--- Begin Data in this exercise ---
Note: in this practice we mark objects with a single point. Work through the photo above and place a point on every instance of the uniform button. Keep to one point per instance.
--- End Data in this exercise ---
--- Begin Data in this exercise ---
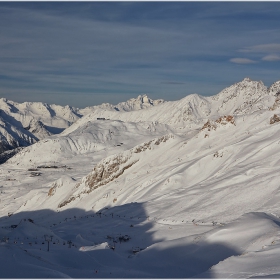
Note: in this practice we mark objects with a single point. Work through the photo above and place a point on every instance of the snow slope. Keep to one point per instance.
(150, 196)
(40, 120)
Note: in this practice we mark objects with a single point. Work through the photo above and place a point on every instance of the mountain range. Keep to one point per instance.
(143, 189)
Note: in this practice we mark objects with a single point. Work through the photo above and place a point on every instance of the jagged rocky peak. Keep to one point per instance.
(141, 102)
--- End Data in this exercise ---
--- Begin Data in this exercise ---
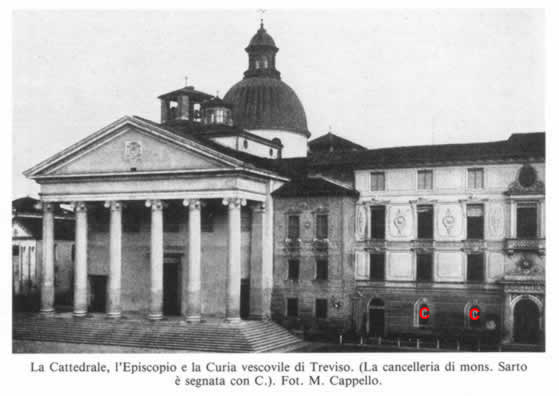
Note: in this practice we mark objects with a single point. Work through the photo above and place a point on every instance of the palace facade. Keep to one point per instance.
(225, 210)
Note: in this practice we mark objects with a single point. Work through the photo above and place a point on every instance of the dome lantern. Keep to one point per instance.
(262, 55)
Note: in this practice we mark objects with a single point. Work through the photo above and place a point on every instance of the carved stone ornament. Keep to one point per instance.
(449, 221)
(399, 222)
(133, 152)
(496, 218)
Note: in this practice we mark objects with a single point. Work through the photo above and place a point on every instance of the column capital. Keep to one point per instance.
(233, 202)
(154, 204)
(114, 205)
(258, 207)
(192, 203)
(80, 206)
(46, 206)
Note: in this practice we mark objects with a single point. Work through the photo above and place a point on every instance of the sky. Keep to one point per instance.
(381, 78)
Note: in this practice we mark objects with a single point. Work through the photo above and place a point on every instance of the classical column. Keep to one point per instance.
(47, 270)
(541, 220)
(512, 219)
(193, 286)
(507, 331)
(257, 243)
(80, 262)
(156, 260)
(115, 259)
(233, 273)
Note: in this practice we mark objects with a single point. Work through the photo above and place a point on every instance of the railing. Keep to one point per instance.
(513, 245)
--- End Data in this exercise ---
## Task details
Please identify every line in the items above that contains the word "button" and copy each of those lines. Case counts, so a match must have the same capitalization.

## Task answer
Note: in this practice we mark objects with a single point. Work through the photo above and place a point on every instance of the uniform button. Keep to one point per instance.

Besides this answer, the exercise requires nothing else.